### GIVEN INSTRUCTION
Identify the line in which "Target: landing gear wheel" appears, then reproduce that line and all remaining lines of the records word for word.

:: PROVIDED ENTRIES

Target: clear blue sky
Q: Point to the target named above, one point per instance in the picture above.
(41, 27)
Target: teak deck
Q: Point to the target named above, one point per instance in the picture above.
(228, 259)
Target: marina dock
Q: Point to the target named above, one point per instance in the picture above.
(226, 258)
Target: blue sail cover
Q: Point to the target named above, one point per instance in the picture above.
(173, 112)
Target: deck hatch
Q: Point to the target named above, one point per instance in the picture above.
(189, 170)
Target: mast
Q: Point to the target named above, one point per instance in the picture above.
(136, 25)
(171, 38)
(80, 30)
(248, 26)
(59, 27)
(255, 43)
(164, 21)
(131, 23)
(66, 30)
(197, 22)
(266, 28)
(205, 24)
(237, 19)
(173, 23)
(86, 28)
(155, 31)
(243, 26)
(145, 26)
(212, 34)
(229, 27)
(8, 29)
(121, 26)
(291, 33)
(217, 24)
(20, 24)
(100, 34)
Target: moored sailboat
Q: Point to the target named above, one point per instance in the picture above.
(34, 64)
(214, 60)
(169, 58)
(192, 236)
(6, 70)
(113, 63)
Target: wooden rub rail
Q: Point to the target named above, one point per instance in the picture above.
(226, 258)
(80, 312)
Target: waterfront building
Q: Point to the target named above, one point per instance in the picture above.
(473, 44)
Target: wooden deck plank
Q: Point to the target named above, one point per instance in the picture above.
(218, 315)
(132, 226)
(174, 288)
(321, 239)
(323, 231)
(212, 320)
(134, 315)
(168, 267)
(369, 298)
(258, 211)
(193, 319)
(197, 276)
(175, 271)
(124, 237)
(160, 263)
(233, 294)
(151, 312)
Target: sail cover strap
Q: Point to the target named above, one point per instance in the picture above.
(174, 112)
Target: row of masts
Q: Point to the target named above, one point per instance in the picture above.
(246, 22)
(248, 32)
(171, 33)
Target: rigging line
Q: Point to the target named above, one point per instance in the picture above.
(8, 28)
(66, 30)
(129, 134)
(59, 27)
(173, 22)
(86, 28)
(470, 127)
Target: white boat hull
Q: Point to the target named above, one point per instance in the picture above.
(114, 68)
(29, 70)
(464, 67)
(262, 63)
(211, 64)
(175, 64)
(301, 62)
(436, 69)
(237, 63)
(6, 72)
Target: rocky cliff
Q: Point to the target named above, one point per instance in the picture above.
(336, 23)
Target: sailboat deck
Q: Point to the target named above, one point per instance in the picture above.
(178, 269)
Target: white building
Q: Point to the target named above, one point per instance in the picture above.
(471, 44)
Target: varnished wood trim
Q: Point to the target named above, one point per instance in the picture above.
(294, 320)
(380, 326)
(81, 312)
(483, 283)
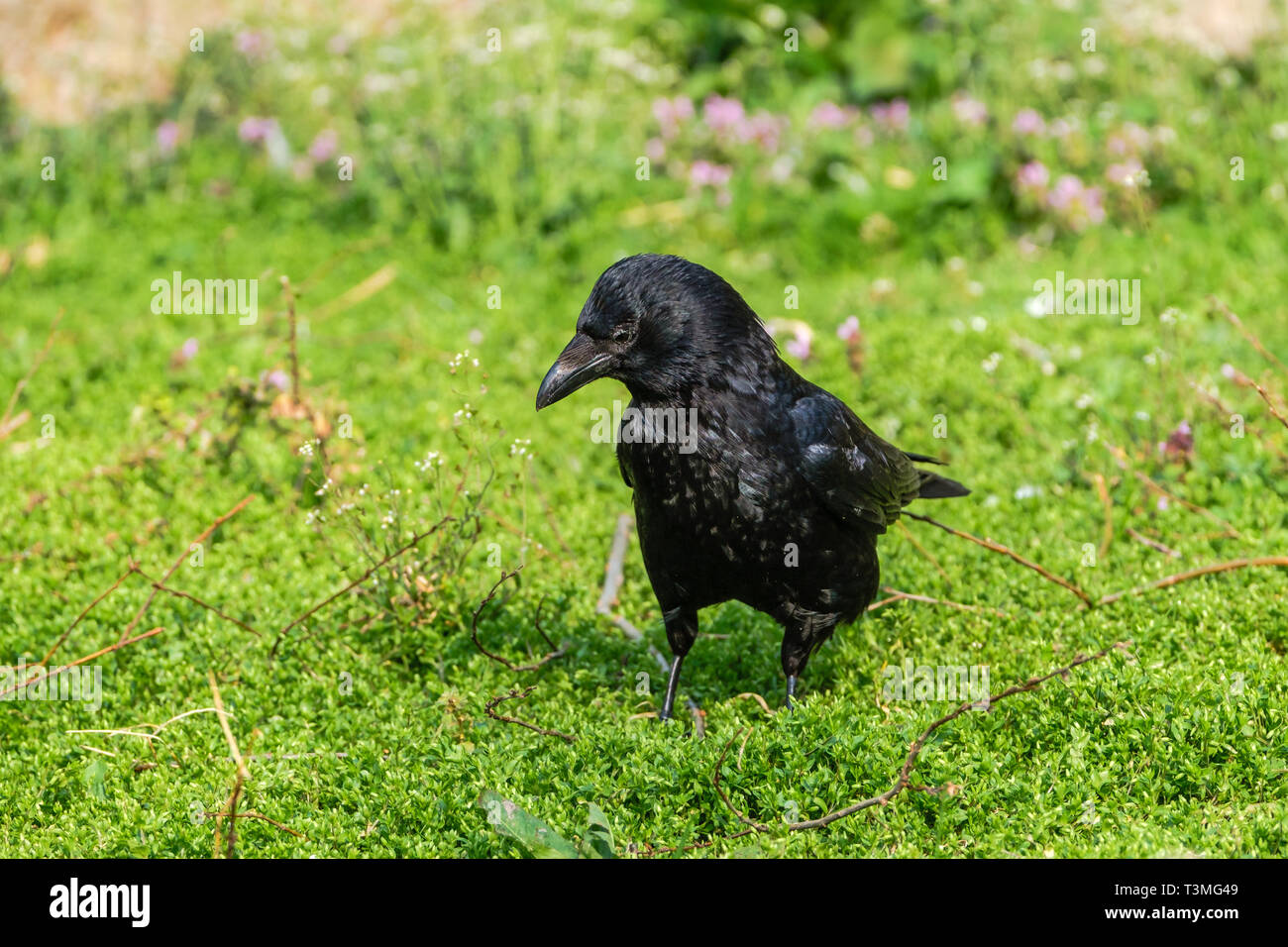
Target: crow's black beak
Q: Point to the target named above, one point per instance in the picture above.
(578, 365)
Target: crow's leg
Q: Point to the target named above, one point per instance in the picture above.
(682, 630)
(803, 633)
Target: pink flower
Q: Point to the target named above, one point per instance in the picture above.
(969, 110)
(703, 172)
(671, 114)
(1076, 204)
(892, 115)
(828, 115)
(764, 129)
(1131, 140)
(1179, 445)
(256, 129)
(323, 146)
(1125, 172)
(721, 114)
(167, 137)
(1031, 178)
(277, 379)
(1028, 123)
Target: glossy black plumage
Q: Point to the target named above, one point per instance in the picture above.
(750, 482)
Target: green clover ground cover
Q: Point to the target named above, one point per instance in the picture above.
(487, 196)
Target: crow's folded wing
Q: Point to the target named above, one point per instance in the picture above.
(854, 474)
(621, 467)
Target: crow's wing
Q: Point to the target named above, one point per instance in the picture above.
(855, 474)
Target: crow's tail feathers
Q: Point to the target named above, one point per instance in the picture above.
(932, 486)
(935, 487)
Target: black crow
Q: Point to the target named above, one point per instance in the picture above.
(750, 482)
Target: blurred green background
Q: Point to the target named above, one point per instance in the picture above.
(441, 184)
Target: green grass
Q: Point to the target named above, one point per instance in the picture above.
(1172, 748)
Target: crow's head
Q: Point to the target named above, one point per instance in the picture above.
(660, 325)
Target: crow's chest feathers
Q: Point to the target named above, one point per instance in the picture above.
(707, 484)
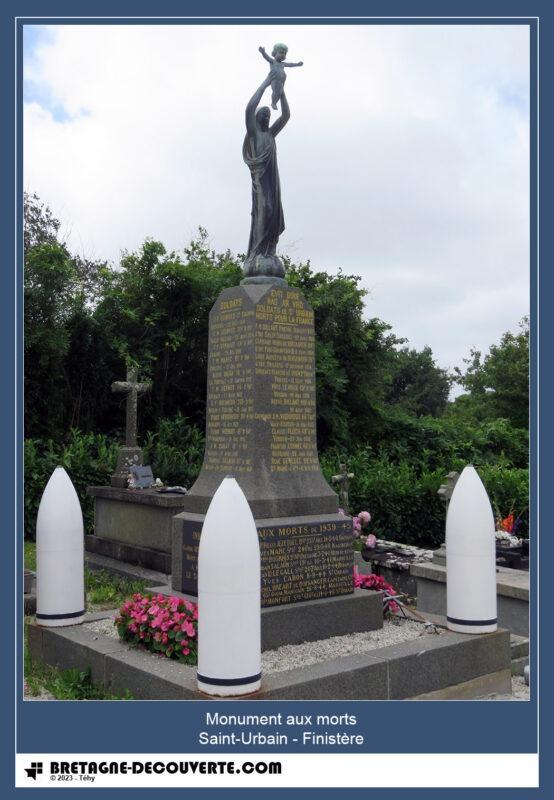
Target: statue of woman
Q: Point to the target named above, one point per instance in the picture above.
(262, 265)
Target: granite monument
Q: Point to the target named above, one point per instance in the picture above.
(261, 408)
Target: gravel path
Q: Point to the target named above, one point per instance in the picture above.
(302, 655)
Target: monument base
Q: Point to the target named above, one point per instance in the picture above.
(303, 558)
(127, 457)
(134, 525)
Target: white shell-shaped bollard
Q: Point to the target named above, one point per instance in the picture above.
(229, 596)
(60, 554)
(470, 558)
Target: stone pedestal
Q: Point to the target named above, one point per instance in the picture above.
(127, 457)
(261, 429)
(134, 525)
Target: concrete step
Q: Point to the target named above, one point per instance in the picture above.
(95, 561)
(519, 664)
(519, 646)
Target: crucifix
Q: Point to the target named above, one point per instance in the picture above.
(343, 480)
(132, 389)
(129, 455)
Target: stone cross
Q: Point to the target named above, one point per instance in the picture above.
(132, 389)
(445, 490)
(343, 480)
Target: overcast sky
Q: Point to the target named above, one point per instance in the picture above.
(405, 161)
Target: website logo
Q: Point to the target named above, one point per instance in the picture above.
(34, 770)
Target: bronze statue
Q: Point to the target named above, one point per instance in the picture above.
(259, 151)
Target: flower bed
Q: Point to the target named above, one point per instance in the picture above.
(169, 625)
(165, 625)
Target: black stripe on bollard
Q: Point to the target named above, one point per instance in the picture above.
(61, 616)
(455, 621)
(228, 681)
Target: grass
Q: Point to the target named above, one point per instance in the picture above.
(67, 684)
(104, 590)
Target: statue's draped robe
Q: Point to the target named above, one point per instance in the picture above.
(268, 222)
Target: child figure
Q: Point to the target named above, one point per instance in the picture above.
(277, 71)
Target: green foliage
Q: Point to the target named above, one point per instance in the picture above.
(417, 385)
(382, 406)
(400, 489)
(175, 451)
(402, 500)
(89, 459)
(508, 490)
(498, 384)
(154, 314)
(30, 556)
(106, 590)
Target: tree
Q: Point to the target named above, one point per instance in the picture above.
(417, 384)
(154, 314)
(498, 383)
(39, 224)
(52, 297)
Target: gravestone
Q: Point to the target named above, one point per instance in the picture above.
(261, 428)
(343, 481)
(130, 455)
(132, 525)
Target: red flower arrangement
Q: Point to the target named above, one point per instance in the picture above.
(378, 584)
(166, 625)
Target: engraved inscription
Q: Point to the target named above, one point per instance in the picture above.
(261, 380)
(299, 562)
(230, 405)
(285, 356)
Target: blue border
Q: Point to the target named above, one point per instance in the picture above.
(429, 727)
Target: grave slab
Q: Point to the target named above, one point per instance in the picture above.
(294, 623)
(423, 668)
(512, 588)
(134, 525)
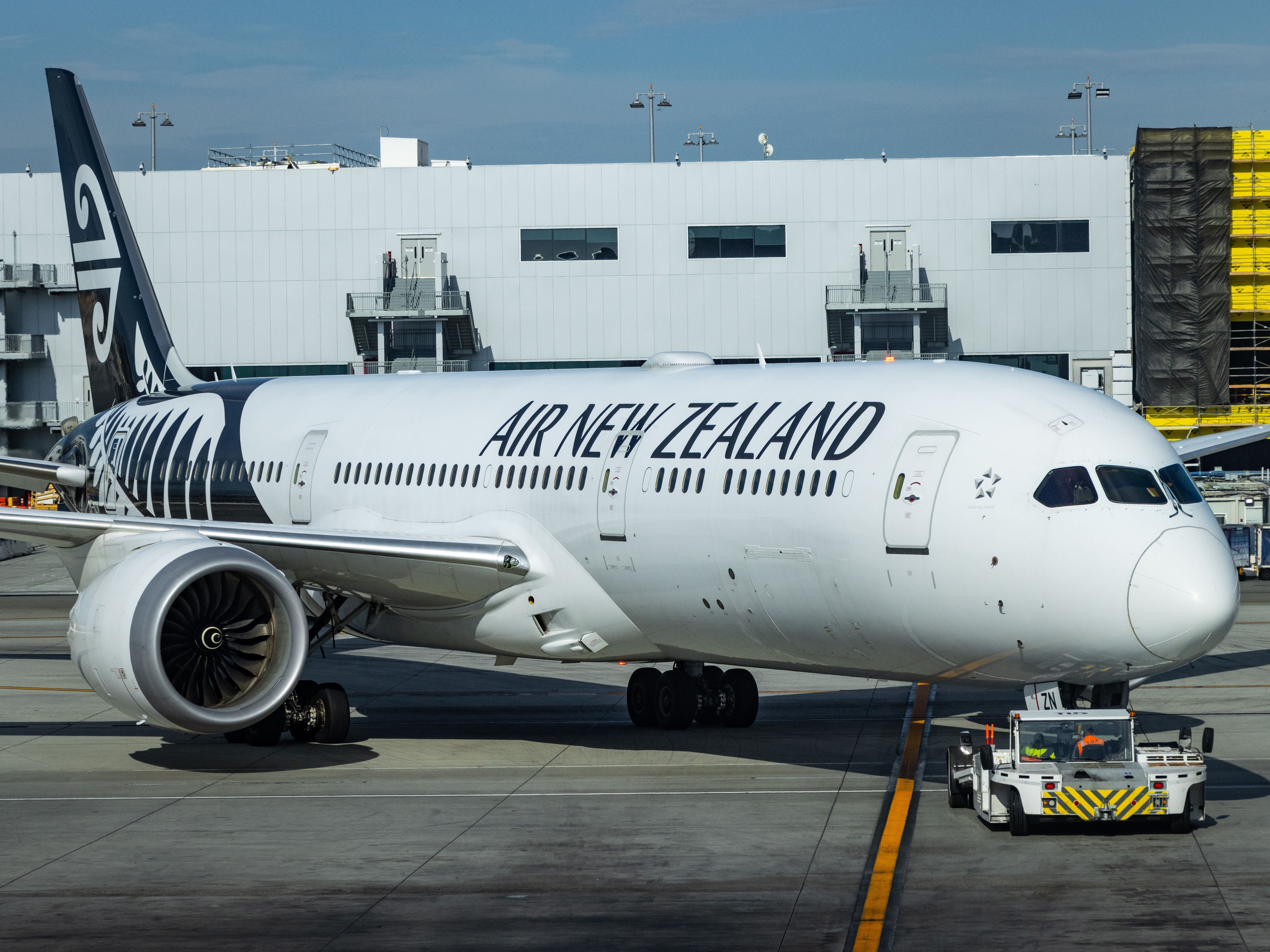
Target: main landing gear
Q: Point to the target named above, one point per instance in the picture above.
(314, 713)
(691, 691)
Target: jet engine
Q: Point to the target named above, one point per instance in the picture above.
(185, 633)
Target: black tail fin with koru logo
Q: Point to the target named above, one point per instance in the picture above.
(126, 339)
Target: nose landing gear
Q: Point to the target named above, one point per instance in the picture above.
(691, 692)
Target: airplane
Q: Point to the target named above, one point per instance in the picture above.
(949, 522)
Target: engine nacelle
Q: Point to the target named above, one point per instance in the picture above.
(190, 634)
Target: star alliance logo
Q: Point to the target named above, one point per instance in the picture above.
(986, 484)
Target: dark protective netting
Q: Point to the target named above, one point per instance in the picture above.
(1182, 266)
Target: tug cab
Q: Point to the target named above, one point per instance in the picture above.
(1081, 766)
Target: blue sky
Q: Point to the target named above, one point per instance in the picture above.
(515, 83)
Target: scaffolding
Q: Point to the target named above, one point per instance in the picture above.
(1250, 267)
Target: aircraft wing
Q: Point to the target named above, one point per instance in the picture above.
(37, 474)
(406, 572)
(1197, 447)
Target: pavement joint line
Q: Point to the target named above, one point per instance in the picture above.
(897, 810)
(176, 798)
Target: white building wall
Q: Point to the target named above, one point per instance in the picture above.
(252, 267)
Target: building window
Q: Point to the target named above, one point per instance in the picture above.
(568, 244)
(737, 242)
(1013, 238)
(1053, 365)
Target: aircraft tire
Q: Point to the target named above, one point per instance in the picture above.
(642, 697)
(708, 711)
(334, 720)
(676, 701)
(305, 691)
(269, 730)
(740, 699)
(1019, 823)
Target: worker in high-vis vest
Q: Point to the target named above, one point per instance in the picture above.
(1038, 751)
(1086, 742)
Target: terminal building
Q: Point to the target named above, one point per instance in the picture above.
(291, 263)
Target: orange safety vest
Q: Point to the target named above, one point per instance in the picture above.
(1088, 740)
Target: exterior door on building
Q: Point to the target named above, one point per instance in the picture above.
(914, 484)
(303, 476)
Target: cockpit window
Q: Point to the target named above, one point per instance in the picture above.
(1070, 485)
(1127, 484)
(1180, 485)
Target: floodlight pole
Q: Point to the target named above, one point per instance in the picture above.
(699, 140)
(638, 105)
(1090, 91)
(154, 117)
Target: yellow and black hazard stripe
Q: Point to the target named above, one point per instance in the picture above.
(1086, 804)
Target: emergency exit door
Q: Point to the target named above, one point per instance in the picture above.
(303, 476)
(615, 479)
(914, 487)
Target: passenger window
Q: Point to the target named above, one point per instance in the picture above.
(1070, 485)
(1180, 485)
(1128, 484)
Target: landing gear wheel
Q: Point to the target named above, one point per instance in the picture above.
(958, 800)
(333, 714)
(301, 730)
(676, 701)
(642, 697)
(708, 713)
(740, 699)
(1019, 823)
(267, 732)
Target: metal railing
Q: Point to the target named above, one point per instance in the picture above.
(37, 413)
(886, 296)
(407, 301)
(290, 157)
(33, 276)
(408, 365)
(23, 347)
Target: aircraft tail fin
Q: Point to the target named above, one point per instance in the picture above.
(128, 343)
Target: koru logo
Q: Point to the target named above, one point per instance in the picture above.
(986, 484)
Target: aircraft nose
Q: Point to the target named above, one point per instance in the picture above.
(1184, 595)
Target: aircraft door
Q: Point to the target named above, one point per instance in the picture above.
(615, 476)
(303, 476)
(911, 493)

::::

### COMPLETE RESPONSE
Target: landing gear wheel
Q: Point to the target named above, one point per instance in the picture above.
(958, 800)
(333, 714)
(301, 730)
(676, 701)
(642, 697)
(708, 713)
(740, 699)
(1019, 823)
(267, 732)
Target: metal railing
Q: Point to the target named above, one point per instance in the picture above.
(37, 413)
(886, 296)
(407, 301)
(290, 157)
(33, 276)
(408, 365)
(23, 347)
Target: aircraft tail fin
Q: Point to the target named above, one point per instance in the picture above.
(128, 343)
Target: koru logo
Q: Point to the target named above, one point per instance in the picture above.
(986, 484)
Target: aircraft nose
Q: Point to the target named above, one point per instance in the picture above.
(1184, 595)
Target: aircraft door
Q: Point to the target named above, one point per instance in the picture above.
(615, 476)
(303, 476)
(911, 493)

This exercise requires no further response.